EXERCISE GOAL:
Copy exactly the lines of the material below that run from the one containing "# pick out one point per instance of the tree canopy;" through the one containing "pixel 83 367". Copy no other lines.

______

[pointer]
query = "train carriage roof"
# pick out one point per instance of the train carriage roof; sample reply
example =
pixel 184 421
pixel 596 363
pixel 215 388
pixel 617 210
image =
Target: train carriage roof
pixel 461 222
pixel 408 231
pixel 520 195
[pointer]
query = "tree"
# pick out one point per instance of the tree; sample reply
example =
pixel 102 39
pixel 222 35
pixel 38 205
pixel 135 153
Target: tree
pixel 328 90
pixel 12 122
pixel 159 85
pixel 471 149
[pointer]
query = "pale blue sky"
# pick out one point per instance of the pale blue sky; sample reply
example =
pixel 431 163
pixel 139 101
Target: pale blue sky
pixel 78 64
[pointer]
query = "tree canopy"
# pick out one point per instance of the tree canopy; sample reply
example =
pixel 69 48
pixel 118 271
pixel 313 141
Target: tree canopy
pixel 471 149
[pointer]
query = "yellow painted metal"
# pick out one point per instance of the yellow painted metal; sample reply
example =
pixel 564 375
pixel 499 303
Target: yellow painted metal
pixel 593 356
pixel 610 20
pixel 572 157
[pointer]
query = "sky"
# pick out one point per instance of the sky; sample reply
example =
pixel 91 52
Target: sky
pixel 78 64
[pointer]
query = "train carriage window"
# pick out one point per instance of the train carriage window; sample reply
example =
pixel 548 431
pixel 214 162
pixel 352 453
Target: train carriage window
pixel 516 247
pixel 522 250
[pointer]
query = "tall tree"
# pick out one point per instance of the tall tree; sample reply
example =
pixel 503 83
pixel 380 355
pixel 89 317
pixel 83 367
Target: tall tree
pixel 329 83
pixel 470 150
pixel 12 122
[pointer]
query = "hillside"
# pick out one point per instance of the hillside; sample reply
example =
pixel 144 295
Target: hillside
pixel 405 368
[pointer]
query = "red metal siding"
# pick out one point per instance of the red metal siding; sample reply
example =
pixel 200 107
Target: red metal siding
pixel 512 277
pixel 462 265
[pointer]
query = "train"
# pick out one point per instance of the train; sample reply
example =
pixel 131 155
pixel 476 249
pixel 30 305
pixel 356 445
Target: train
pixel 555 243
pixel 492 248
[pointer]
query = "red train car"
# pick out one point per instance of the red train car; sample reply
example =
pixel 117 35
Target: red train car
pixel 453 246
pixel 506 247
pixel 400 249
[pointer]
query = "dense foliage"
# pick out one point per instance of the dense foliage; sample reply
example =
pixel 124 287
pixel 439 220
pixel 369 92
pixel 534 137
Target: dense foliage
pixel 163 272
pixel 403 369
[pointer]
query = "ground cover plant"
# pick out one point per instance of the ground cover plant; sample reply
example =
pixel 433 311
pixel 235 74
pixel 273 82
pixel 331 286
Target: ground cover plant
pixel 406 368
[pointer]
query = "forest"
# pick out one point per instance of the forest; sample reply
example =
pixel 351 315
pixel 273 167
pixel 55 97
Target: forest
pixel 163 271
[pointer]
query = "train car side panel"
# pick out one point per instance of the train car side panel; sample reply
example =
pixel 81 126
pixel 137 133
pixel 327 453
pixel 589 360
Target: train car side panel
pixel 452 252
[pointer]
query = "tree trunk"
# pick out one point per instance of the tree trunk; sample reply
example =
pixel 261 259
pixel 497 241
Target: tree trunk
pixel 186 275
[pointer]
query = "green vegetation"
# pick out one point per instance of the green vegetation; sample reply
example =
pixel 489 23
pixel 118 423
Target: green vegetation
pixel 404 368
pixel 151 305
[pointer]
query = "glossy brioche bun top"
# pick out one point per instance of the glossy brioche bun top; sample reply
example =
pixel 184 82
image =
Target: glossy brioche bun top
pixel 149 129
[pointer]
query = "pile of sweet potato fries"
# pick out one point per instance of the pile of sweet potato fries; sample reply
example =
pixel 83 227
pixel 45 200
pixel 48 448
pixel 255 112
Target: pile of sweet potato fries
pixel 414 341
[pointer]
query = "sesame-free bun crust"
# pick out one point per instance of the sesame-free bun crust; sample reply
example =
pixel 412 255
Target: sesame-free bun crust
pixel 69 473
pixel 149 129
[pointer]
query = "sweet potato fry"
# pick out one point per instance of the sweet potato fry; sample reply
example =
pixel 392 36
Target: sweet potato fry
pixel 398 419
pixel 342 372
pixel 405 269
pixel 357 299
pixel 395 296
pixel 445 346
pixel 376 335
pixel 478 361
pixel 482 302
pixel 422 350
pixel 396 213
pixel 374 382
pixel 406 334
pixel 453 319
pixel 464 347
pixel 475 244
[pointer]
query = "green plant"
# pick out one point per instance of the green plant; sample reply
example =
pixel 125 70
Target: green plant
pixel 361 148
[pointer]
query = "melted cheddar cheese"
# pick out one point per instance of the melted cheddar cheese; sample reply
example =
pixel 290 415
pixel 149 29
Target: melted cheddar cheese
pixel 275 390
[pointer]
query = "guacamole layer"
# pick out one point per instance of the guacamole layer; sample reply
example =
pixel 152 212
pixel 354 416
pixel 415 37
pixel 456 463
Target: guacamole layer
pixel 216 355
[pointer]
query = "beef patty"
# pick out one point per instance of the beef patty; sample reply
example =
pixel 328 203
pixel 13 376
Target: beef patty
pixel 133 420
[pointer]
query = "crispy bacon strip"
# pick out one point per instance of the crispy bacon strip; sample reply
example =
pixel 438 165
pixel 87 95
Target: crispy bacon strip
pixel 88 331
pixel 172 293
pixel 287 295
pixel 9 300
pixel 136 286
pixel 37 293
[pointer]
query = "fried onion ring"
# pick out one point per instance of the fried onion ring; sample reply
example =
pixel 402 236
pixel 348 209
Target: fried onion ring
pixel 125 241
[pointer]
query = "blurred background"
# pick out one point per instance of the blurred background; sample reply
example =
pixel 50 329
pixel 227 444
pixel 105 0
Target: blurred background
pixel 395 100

______

ANSWER SECTION:
# pick out one point per instance of the tree canopy; sample reply
example =
pixel 69 48
pixel 118 271
pixel 313 141
Target: tree canopy
pixel 471 149
[pointer]
query = "yellow painted metal"
# pick out one point per instance of the yellow painted metal; sample reply
example =
pixel 564 375
pixel 499 303
Target: yellow painted metal
pixel 593 356
pixel 610 20
pixel 572 157
[pointer]
query = "sky"
# pick out one point per instance of the sky; sample reply
example =
pixel 91 52
Target: sky
pixel 78 64
[pointer]
query = "train carriage window"
# pick out one point per instance of the train carriage window; sample reply
example =
pixel 548 431
pixel 214 162
pixel 352 453
Target: train carriage window
pixel 516 247
pixel 522 250
[pointer]
query = "tall tree"
# pick out one point per instance of the tall tree; sample reply
example =
pixel 503 83
pixel 380 355
pixel 89 317
pixel 83 367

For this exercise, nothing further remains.